- SHORT PROBLEM: Print every line of the items below verbatim, with no changes.

- DATASET RECORDS:
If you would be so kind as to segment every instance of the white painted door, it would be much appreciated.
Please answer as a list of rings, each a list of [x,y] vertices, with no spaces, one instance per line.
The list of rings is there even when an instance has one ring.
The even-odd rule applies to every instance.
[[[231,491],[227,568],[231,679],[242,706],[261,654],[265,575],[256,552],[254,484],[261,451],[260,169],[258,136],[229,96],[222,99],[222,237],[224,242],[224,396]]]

- OUTPUT:
If you would be so kind as to segment every instance of the white painted door, it would be much appreciated.
Please answer as a list of rings, each a list of [x,y] vertices, with no spaces, one instance per line.
The list of rings is there even when an instance has one ring.
The even-odd rule applies to every instance.
[[[231,491],[227,568],[231,679],[242,706],[261,654],[265,575],[256,552],[254,484],[261,451],[260,169],[258,136],[229,96],[222,99],[222,237],[224,242],[224,396]]]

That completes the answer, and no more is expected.